• [Exercise]
I need the lines below from the one with "of the headlight" down to the one with "the windshield in" reproduced exactly, both ends included, and nothing else.
(Data extracts Opens)
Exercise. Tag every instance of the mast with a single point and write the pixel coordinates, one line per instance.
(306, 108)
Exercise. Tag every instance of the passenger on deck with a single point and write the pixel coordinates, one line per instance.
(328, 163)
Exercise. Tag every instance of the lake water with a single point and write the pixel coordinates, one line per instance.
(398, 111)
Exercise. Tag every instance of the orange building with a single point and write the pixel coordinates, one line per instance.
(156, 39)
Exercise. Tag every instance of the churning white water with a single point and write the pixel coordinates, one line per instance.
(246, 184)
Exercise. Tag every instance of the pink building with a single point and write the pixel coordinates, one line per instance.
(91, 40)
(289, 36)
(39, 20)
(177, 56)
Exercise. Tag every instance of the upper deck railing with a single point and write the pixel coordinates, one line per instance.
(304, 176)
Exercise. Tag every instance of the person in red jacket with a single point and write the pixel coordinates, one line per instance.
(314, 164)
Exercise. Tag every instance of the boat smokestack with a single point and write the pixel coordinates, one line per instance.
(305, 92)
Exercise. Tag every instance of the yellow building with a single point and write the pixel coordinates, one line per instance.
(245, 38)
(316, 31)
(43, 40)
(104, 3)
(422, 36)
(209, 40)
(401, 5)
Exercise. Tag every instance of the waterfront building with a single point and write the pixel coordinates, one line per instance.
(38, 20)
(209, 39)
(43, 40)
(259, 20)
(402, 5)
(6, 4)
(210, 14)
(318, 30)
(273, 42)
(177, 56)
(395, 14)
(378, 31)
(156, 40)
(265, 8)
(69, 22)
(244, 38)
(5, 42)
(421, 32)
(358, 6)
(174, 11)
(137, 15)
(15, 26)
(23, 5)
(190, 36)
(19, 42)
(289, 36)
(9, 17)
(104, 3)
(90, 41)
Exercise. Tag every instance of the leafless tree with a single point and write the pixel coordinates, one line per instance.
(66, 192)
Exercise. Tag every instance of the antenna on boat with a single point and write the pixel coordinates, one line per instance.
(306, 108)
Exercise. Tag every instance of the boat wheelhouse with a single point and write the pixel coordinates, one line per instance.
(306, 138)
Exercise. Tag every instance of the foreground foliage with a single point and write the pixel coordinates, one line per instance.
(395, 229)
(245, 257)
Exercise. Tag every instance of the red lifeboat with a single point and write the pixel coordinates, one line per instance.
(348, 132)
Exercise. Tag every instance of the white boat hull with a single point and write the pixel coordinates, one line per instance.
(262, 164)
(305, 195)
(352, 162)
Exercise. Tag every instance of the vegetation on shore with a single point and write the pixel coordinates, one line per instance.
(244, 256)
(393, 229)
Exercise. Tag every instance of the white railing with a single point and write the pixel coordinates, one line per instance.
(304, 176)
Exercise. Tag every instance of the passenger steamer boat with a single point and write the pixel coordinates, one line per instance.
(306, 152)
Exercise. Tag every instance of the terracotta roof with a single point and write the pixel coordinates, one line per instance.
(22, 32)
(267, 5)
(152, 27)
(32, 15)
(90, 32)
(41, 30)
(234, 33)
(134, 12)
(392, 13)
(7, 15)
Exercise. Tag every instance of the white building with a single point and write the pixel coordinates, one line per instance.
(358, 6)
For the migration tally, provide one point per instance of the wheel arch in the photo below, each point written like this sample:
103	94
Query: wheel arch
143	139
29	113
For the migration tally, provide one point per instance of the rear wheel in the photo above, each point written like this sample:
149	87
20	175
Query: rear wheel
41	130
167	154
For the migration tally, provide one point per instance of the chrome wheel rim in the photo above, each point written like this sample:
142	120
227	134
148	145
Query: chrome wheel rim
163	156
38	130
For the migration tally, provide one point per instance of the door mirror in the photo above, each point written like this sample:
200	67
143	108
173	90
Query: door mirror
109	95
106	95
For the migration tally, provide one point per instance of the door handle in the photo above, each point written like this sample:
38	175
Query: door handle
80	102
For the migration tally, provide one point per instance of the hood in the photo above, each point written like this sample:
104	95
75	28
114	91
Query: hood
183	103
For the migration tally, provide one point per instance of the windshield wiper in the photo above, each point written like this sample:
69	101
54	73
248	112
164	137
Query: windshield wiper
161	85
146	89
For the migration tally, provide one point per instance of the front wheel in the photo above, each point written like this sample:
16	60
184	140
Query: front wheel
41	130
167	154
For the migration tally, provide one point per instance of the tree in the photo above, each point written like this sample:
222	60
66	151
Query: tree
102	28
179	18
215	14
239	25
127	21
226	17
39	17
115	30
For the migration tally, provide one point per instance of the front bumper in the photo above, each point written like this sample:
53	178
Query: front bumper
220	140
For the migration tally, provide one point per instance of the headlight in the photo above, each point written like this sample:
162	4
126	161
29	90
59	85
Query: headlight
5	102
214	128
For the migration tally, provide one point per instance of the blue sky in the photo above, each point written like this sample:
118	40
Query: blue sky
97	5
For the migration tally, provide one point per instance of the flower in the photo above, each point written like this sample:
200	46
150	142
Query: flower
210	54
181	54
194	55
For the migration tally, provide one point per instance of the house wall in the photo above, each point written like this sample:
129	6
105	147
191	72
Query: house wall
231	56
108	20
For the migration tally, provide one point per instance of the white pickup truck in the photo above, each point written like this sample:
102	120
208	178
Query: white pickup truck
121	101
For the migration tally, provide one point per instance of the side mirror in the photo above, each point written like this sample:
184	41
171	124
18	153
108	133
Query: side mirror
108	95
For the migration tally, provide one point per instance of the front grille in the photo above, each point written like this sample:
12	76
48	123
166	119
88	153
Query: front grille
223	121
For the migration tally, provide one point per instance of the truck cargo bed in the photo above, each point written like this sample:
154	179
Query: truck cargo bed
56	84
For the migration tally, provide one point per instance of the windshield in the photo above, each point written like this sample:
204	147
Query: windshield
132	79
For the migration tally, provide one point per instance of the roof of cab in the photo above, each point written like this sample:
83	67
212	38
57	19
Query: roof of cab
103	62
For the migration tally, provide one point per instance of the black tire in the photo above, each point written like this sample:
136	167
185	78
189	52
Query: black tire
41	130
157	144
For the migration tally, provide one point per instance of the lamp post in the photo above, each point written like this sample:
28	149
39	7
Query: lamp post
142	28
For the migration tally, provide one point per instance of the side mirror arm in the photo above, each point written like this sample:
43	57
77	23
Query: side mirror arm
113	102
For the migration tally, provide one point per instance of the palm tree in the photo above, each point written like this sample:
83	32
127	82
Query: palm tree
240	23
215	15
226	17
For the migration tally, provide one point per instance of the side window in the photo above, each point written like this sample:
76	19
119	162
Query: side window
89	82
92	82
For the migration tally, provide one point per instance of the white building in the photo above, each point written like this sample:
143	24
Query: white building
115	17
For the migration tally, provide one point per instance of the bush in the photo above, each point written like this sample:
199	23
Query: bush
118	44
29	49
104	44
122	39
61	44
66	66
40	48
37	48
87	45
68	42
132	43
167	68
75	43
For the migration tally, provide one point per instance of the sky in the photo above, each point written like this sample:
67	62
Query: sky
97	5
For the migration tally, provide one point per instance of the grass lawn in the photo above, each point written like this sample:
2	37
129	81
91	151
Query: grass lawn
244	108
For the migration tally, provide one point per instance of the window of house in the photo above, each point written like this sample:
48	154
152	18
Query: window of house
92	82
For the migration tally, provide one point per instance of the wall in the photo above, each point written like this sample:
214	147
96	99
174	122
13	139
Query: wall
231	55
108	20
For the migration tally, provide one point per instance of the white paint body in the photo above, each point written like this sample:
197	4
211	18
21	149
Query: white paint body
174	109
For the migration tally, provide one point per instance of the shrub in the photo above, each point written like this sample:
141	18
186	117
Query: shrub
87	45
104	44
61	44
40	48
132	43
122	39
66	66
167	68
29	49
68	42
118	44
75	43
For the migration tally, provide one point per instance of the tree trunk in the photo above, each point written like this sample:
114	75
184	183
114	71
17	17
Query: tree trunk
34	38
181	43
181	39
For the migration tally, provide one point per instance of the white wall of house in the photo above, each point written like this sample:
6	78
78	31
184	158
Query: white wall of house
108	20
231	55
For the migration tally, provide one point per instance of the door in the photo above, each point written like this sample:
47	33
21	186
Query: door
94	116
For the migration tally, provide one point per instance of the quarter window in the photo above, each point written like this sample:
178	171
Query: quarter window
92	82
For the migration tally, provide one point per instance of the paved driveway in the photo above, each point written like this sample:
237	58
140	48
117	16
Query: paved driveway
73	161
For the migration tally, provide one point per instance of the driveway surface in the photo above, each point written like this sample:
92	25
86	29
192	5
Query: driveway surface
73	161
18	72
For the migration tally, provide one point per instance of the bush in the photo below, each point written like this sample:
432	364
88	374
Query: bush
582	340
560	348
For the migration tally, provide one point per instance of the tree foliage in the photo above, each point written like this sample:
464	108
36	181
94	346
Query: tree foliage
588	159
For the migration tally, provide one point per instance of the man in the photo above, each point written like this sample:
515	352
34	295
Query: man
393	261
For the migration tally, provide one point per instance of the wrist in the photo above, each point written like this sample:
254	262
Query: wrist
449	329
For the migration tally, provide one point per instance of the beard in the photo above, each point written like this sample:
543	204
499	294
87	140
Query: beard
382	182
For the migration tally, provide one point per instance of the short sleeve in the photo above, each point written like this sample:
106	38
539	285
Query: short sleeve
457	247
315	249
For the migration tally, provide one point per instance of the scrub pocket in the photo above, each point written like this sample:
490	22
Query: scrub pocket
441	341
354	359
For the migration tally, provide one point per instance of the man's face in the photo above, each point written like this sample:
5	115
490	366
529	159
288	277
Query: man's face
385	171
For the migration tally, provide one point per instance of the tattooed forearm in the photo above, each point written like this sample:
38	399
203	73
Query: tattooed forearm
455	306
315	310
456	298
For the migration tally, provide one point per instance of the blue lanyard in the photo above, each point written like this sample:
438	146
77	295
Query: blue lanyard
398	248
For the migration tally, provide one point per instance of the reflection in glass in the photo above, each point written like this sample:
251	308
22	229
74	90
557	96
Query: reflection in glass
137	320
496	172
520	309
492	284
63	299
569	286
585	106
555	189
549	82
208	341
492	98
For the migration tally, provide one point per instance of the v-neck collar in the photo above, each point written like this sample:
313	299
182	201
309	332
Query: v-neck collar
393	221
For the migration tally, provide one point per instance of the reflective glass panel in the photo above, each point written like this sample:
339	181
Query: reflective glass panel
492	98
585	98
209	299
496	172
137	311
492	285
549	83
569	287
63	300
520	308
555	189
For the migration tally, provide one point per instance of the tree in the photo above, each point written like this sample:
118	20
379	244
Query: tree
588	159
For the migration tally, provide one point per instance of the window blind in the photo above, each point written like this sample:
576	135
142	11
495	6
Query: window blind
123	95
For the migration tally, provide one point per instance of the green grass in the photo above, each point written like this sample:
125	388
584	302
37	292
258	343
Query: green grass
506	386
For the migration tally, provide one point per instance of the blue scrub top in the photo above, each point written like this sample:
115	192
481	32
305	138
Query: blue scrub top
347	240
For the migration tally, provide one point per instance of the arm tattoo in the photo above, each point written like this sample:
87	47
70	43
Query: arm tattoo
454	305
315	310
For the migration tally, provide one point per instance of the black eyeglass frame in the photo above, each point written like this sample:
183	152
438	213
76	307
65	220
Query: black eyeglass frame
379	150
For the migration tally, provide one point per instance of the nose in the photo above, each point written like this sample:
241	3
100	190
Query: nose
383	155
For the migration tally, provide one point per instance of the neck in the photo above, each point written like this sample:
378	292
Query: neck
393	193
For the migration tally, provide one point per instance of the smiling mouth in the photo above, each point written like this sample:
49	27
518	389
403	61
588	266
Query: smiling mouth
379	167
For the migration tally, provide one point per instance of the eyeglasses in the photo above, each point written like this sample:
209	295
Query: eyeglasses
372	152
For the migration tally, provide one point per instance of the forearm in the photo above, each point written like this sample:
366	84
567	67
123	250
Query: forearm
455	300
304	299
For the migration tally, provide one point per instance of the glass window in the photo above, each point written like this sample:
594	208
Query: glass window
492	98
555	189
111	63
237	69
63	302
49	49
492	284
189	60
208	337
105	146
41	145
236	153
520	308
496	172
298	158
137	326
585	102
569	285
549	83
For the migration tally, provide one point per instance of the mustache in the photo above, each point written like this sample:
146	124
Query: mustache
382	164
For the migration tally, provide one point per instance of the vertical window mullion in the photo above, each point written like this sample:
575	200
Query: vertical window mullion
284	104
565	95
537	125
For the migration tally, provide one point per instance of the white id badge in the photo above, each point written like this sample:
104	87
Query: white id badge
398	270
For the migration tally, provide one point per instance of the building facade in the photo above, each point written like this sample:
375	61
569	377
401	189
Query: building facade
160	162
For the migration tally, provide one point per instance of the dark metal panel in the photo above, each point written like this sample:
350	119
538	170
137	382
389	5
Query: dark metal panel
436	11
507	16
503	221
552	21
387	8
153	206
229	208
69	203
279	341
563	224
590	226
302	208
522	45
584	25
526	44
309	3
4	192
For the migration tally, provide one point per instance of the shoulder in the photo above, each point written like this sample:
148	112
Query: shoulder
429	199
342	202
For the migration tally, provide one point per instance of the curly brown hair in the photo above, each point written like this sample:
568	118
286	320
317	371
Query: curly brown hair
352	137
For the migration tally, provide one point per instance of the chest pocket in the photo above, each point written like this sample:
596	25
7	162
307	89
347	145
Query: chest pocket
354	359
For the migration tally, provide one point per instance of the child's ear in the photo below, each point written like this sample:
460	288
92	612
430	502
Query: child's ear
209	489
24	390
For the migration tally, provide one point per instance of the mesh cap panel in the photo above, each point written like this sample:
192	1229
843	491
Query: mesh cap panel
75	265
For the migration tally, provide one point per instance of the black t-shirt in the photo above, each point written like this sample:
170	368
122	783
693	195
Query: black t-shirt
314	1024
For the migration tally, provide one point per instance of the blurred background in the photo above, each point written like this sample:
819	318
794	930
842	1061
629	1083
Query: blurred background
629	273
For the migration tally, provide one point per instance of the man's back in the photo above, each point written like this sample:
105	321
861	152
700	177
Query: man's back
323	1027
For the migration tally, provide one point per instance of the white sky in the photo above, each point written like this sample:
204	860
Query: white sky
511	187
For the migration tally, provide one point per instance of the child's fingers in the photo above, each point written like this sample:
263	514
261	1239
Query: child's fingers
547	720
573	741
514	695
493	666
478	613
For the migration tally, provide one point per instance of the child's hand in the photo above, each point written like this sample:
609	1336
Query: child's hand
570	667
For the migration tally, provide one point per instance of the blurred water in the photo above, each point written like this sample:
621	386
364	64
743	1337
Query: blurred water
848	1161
(Data extracts Closes)
• [Solution to this exercise]
For the migration tally, provide one point per instance of the headlight in the photo above, each point written like this sample:
162	4
126	161
29	90
59	85
Query: headlight
5	102
214	128
For the migration tally, provide one point per instance of the blue sky in the photo above, each point written like this sample:
118	40
Query: blue sky
97	5
For the migration tally, provide one point per instance of the flower in the photo above, each point written like this sample:
200	46
150	142
Query: flower
210	54
181	54
194	55
For the migration tally, provide one point per instance of the house wall in the photo above, each point written like this sample:
129	6
105	147
191	72
Query: house wall
231	56
108	20
For the migration tally, provide one point per instance of the white pickup truck in the photo above, each point written like this sample:
102	120
208	178
Query: white pickup truck
121	101
For the migration tally, provide one point per instance of the side mirror in the photo above, each point written like this sample:
184	41
171	124
18	153
108	133
Query: side mirror
108	95
For the migration tally, provide one point per instance of the front grille in the photo above, each point written like this sample:
12	76
48	123
166	119
88	153
Query: front grille
223	121
For the migration tally, provide one point per instance of the truck cargo bed in the photo above, each point written like this sample:
154	179
Query: truck cargo bed
56	84
For the migration tally, provide one point per instance of the windshield in the photo above, each point written like this sample:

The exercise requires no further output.